▸ SOURCE TEXT
%%
The benefits extend beyond just avoiding disk pressure. By dedicating storage to images, you can size that disk independently based on your workload patterns. If you're running image-intensive workloads, you can provision larger secondary disks without over-provisioning the boot disk. If you need higher IOPS for image pulls, you can configure that specifically for the image disk. The separation gives you flexibility.

Split disk provides:

Dedicated storage for large images: Image files are stored on a separate, larger disk.
Optimized boot disk usage: Container runtime data stays on the fast boot disk.
Better resource allocation: Manage disk space effectively for image-heavy workloads.

This configuration is particularly beneficial for:

AI/ML workloads with large base images
Environments pulling multiple large container images
Clusters with limited boot disk space

Note: The split disk approach described in this article is a dev preview.

Prerequisites

Before you begin, make sure you have the OpenShift installer binary (openshift-install) for version 4.22 or later, your pull secret from the Red Hat Customer Portal, and cloud provider credentials configured. For AWS, that means your access key and secret are set up via aws configure or environment variables. For GCP, you'll need a service account key configured. You'll also need the MachineConfig file provided later in this article.

Creating a cluster with split disk

Split disk configuration needs to happen at cluster installation time. I'm going to walk you through the full process, explaining not just what commands to run, but why each step matters.

Step 1: Create the install configuration

The installer will prompt you for your platform (choose AWS or GCP), cluster name, pull secret, region, base domain, and other parameters. This interactive process creates install-config.yaml in your working directory. This file defines the high-level characteristics of your cluster, but we need to go deeper to inject our split disk configuration.

./openshift-install create install-config --dir ./ocp-split-disk-cluster

This creates an install-config.yaml in ./ocp-split-disk-cluster/.

Step 2: Generate manifests

This is where things get interesting. The installer takes your install-config.yaml and generates a full set of manifests, not just generic Kubernetes resources, but also OpenShift-specific configurations. You'll find manifest files in ./ocp-split-disk-cluster/manifests/ and OpenShift resources in ./ocp-split-disk-cluster/openshift/. Most importantly for our purposes, this process creates worker machineset files with names like 99_openshift-cluster-api_worker-machineset-0.yaml. These machinesets define how worker nodes are provisioned, and we need to modify them to attach secondary volumes.

./openshift-install create manifests --dir ./ocp-split-disk-cluster

Step 3: Add split disk MachineConfig

Navigate to the OpenShift directory and copy the MachineConfig. The complete MachineConfig YAML is provided in the following MachineConfig details section. By placing it in the openshift directory, we ensure the installer reads it and applies it to worker nodes during cluster creation.

cd ocp-split-disk-cluster/openshift
cp ~/path/to/98-config-split-disk.yaml .

Step 4: Edit worker machinesets

The installer creates multiple worker machineset files, typically one per availability zone.
%%
▸ EXERCISE OBJECTIVE
Return the passage of the split disk article starting with "Dedicated storage for" and going on through "fast boot disk.", word for word.

▸ EXTRACTED MATERIAL
%%
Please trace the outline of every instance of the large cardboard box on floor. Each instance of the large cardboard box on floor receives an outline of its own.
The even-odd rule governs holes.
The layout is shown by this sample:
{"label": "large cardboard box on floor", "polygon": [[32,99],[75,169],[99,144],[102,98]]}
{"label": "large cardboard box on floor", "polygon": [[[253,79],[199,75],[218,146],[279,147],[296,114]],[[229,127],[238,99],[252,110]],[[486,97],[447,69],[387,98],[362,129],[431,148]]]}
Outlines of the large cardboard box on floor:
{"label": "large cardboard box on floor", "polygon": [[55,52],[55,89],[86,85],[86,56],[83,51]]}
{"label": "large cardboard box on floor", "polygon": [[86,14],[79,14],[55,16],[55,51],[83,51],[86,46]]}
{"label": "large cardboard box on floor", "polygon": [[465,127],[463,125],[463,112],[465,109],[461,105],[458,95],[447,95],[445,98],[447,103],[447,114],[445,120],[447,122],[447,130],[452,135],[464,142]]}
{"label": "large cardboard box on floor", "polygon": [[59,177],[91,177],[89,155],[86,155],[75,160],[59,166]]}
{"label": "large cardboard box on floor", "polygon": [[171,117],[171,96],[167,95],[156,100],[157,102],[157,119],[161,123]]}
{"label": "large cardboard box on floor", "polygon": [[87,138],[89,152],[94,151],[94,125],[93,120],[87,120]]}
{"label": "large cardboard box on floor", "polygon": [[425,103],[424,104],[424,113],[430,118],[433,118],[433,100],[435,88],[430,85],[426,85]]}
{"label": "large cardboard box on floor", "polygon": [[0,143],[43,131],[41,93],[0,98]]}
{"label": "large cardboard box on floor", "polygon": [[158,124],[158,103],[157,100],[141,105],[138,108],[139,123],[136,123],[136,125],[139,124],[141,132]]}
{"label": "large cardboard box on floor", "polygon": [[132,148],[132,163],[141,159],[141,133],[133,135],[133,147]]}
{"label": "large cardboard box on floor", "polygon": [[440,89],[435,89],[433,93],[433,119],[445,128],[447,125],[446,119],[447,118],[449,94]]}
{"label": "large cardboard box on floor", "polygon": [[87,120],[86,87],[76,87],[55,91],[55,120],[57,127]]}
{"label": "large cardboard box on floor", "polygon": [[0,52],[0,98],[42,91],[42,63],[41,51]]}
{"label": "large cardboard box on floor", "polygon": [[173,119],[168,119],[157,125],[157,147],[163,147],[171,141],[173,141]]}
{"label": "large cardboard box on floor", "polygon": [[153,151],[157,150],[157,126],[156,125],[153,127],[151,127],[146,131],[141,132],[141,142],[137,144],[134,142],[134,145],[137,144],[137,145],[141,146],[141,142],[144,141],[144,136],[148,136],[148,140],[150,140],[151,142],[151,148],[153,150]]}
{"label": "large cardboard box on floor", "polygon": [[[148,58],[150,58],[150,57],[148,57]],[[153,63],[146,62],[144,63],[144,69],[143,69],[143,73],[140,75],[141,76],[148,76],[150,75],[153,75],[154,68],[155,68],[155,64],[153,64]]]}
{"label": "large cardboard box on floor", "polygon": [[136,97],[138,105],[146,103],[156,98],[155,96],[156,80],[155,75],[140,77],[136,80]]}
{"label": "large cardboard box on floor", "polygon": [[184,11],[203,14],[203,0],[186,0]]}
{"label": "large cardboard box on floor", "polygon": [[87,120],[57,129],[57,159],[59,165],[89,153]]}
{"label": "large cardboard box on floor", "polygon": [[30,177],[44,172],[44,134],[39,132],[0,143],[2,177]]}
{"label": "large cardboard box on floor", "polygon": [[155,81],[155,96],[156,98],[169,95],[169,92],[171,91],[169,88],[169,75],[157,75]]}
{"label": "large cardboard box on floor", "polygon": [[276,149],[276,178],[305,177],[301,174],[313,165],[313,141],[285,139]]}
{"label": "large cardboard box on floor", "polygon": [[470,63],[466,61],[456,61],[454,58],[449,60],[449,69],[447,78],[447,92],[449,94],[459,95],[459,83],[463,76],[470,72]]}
%%
▸ TASK ANSWER
Dedicated storage for large images: Image files are stored on a separate, larger disk.
Optimized boot disk usage: Container runtime data stays on the fast boot disk.